▶ **Requirement**:
Could you write out every line of the listing below again, requests included, shifting each viewBox value and each path coordinate in the answers up by 70?

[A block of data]
>>>

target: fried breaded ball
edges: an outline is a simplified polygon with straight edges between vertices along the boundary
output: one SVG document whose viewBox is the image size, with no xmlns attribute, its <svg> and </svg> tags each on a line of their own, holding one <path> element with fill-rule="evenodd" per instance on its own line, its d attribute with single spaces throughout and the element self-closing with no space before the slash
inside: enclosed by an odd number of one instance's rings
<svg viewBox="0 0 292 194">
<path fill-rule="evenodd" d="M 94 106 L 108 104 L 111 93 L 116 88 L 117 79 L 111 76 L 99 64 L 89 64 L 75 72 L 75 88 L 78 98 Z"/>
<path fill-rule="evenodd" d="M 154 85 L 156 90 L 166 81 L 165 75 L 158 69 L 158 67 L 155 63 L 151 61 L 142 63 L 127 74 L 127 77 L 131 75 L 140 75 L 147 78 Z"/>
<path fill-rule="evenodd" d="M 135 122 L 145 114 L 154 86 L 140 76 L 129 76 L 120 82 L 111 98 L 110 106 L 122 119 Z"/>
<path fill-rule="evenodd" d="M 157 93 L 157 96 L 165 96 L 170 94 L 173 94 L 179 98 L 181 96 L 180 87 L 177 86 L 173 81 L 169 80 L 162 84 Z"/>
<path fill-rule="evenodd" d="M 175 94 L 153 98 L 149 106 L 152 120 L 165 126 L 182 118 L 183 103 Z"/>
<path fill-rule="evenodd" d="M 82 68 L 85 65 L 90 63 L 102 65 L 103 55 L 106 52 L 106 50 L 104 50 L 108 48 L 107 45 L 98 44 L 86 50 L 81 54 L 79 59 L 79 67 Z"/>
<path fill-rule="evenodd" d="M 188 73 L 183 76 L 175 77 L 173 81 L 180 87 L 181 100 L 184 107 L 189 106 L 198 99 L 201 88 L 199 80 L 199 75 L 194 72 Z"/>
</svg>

<<<

▶ **In response**:
target: fried breaded ball
edges: an outline is a simplified polygon with straight edges between vertices along the boundary
output: one SVG document whose viewBox is the image size, with no xmlns attribute, its <svg> and </svg> tags each on a line of their own, holding one <path> element with fill-rule="evenodd" per instance on its own line, its d attribute with single spaces throughout and the element self-closing with no space before the slash
inside: enclosed by an odd number of one instance's rings
<svg viewBox="70 70 362 264">
<path fill-rule="evenodd" d="M 164 176 L 178 174 L 181 163 L 186 158 L 187 149 L 181 146 L 169 134 L 159 134 L 145 142 L 145 158 L 148 168 Z"/>
<path fill-rule="evenodd" d="M 224 155 L 226 160 L 236 151 L 235 145 L 228 139 L 228 137 L 225 133 L 221 131 L 212 133 L 197 144 L 197 147 L 201 145 L 210 145 L 217 148 Z"/>
<path fill-rule="evenodd" d="M 205 192 L 215 184 L 224 156 L 210 146 L 199 146 L 190 152 L 181 168 L 180 176 L 192 189 Z"/>
<path fill-rule="evenodd" d="M 227 163 L 227 166 L 235 166 L 240 164 L 243 164 L 249 168 L 251 166 L 250 157 L 247 156 L 243 151 L 239 150 L 232 154 Z"/>
<path fill-rule="evenodd" d="M 245 164 L 223 168 L 219 176 L 222 190 L 235 196 L 252 188 L 253 173 Z"/>
<path fill-rule="evenodd" d="M 152 138 L 155 135 L 160 133 L 172 135 L 173 125 L 176 122 L 176 120 L 174 120 L 178 118 L 177 115 L 168 114 L 156 120 L 151 124 L 149 129 L 149 137 Z"/>
<path fill-rule="evenodd" d="M 258 143 L 253 146 L 245 147 L 243 151 L 250 157 L 251 170 L 254 177 L 259 176 L 268 169 L 271 158 L 269 150 L 269 145 L 264 142 Z"/>
</svg>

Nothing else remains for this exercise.